Source data:
-- -- --
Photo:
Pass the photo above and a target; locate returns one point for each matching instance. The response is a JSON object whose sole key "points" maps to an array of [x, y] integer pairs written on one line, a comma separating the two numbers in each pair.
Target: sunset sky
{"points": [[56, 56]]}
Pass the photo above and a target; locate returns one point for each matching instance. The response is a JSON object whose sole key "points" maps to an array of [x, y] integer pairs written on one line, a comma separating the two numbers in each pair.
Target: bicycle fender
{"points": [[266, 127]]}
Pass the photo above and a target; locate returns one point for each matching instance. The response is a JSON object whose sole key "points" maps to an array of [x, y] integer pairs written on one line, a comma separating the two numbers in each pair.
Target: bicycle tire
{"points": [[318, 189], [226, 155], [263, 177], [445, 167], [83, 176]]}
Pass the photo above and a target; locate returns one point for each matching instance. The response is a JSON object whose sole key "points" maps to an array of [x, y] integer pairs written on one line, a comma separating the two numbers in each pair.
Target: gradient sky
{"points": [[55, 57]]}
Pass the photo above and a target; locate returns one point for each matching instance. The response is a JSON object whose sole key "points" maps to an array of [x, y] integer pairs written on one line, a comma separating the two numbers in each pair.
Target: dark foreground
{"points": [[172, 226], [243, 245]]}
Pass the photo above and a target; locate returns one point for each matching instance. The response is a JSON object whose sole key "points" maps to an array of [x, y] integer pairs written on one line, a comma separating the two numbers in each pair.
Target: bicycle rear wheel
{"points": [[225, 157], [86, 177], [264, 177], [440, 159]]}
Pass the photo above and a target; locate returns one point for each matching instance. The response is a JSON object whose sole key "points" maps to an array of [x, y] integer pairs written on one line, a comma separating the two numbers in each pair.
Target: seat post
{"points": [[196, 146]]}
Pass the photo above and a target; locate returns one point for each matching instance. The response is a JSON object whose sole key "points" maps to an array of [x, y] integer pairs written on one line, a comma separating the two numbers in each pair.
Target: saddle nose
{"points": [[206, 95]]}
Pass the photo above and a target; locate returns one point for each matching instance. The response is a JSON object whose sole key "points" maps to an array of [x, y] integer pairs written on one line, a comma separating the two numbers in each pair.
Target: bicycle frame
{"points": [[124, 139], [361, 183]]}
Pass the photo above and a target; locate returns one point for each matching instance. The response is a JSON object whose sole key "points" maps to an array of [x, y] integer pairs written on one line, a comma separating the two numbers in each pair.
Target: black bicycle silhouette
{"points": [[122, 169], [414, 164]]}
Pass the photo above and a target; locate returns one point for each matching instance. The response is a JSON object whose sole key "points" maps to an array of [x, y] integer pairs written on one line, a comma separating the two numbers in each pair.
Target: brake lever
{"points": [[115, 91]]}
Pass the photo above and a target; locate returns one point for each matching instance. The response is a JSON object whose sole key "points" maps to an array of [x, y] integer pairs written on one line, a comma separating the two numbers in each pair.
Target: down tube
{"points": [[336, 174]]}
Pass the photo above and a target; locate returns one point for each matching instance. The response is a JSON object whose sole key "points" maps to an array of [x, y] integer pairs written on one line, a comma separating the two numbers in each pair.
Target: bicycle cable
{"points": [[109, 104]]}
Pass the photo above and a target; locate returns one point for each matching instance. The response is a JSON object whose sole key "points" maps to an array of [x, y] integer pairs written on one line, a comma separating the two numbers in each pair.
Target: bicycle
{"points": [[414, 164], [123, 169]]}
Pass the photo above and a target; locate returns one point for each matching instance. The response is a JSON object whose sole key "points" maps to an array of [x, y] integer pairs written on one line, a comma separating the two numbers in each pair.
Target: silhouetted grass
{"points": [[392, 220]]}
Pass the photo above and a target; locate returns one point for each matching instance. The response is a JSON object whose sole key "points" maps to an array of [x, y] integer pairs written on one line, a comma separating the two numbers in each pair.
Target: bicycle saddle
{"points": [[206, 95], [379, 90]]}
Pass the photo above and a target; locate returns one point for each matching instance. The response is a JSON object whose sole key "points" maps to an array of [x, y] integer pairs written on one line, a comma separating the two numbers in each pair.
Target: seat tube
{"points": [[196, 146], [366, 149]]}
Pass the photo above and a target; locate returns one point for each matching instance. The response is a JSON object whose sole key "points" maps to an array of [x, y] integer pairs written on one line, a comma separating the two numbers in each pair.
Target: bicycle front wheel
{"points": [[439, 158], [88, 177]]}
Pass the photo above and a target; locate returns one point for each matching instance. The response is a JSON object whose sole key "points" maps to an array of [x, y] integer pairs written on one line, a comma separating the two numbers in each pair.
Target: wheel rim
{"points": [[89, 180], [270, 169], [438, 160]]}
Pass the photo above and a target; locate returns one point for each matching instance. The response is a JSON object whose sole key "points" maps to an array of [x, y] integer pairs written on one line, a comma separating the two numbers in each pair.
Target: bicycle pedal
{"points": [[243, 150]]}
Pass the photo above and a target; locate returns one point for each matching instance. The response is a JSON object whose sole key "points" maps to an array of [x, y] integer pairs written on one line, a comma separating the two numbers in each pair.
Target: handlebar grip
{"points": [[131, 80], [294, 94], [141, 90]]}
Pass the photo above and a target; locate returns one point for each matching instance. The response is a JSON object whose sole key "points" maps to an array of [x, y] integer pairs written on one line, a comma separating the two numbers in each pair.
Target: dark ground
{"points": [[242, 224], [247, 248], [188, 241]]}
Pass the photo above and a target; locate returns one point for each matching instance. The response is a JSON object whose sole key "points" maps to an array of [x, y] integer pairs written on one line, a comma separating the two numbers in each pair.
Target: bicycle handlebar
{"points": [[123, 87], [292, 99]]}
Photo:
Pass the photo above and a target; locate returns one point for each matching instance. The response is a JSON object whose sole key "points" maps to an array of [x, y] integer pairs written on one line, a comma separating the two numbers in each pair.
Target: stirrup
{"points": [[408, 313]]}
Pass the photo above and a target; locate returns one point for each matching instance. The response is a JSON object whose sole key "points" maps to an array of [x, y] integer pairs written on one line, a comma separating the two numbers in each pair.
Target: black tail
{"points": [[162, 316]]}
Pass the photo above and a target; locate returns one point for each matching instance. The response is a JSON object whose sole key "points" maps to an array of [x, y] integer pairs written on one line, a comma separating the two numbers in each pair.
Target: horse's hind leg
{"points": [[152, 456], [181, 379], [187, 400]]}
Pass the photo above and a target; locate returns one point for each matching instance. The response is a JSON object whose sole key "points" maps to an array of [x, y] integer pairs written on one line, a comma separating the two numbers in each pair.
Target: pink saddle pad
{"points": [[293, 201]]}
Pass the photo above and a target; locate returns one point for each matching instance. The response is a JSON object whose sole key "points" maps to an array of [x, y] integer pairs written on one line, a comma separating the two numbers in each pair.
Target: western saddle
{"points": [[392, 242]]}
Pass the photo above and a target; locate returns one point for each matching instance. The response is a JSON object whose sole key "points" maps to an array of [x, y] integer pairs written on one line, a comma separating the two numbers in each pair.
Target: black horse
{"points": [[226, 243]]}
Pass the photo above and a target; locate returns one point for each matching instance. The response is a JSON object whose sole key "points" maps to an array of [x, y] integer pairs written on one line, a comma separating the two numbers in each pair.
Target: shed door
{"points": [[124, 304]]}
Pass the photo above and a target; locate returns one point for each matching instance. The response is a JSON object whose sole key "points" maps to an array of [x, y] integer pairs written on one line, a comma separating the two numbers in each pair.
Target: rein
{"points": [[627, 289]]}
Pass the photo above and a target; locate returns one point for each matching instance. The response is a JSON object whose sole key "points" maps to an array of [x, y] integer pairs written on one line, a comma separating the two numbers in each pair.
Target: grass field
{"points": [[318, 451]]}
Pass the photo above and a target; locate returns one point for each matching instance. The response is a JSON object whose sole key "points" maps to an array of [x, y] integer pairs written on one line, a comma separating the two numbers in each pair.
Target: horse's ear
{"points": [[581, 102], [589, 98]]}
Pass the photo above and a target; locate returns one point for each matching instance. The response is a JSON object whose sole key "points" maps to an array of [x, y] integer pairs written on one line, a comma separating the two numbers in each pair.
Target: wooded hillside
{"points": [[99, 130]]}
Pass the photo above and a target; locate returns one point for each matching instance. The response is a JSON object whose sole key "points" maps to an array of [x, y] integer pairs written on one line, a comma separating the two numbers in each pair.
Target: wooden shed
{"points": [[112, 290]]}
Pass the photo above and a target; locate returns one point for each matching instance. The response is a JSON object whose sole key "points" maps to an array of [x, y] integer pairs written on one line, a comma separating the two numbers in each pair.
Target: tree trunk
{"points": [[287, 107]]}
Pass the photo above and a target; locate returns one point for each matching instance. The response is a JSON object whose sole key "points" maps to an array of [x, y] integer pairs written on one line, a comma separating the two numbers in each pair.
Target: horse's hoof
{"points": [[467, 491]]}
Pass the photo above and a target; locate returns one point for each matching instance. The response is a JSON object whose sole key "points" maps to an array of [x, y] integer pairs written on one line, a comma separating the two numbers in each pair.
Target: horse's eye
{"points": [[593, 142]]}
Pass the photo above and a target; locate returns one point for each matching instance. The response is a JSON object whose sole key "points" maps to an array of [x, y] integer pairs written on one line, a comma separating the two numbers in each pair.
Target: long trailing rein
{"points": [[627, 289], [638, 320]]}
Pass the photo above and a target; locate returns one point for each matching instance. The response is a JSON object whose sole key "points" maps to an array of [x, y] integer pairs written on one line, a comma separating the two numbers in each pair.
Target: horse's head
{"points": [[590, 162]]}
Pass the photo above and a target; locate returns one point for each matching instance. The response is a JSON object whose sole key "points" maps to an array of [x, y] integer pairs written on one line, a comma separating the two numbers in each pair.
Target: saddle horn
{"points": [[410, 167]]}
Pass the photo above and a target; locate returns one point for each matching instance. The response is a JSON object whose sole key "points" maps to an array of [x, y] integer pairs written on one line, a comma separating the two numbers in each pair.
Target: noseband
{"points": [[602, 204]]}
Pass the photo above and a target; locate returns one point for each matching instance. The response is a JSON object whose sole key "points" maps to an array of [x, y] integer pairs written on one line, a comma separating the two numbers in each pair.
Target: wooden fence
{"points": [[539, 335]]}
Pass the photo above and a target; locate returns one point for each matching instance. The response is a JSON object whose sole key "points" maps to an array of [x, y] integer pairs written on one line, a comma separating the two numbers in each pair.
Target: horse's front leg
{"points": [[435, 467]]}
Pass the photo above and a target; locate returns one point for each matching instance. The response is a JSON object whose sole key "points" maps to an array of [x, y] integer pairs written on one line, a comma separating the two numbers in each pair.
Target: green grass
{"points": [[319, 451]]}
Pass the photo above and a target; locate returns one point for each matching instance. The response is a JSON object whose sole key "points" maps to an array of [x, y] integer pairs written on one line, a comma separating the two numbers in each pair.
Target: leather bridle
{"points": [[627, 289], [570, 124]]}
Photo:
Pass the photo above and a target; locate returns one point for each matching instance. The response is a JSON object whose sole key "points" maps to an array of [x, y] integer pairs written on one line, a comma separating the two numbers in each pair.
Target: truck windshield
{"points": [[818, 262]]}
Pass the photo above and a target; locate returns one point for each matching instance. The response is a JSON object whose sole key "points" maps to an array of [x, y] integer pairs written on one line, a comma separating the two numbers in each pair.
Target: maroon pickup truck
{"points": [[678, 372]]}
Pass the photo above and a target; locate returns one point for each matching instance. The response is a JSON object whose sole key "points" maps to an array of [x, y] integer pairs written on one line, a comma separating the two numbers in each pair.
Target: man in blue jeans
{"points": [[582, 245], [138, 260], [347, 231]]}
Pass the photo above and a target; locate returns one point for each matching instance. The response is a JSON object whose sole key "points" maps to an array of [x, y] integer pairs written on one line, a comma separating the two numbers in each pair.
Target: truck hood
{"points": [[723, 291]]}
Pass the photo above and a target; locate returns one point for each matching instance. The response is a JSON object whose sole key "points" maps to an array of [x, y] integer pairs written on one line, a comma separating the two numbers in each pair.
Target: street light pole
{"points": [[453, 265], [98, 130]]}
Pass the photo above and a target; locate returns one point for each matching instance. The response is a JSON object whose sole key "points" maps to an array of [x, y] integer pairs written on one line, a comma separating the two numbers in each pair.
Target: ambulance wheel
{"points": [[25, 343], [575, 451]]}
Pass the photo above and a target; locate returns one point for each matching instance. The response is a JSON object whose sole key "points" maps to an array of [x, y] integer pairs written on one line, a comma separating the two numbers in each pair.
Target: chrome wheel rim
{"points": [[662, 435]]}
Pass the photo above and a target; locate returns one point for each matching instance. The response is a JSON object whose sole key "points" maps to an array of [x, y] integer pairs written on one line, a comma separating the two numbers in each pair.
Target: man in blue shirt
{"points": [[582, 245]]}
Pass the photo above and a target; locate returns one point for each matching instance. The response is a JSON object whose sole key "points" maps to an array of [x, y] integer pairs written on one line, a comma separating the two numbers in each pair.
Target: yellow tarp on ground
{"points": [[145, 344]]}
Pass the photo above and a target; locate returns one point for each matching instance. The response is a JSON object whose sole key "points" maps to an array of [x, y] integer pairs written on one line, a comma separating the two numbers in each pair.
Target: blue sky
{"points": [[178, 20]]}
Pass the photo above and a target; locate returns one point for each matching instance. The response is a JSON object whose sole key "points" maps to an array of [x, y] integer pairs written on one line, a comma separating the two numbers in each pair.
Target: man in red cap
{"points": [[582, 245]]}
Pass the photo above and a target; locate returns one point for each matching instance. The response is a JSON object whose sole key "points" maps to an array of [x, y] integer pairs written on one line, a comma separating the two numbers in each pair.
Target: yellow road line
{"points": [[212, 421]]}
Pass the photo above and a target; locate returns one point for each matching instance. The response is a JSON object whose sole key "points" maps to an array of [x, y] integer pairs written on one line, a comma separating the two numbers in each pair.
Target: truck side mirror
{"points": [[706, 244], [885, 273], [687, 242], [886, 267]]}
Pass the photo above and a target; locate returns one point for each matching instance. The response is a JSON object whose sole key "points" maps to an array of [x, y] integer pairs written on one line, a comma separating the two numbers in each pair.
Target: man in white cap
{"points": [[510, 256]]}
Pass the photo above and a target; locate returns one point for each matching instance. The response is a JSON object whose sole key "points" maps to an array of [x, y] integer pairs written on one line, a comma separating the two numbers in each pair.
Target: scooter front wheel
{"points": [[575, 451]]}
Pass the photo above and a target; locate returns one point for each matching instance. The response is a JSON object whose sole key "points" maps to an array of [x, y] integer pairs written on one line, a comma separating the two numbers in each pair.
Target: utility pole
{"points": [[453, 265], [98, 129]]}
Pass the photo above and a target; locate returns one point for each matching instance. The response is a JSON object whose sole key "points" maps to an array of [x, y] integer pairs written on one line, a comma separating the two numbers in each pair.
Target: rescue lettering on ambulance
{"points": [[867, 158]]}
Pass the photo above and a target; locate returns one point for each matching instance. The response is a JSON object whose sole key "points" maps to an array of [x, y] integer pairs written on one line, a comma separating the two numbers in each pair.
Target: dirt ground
-- -- --
__Job__
Pick out each line of the entries above that contains the word "ambulance" and copy it.

__Worked answer__
Target: ambulance wheel
Target: rescue lettering on ambulance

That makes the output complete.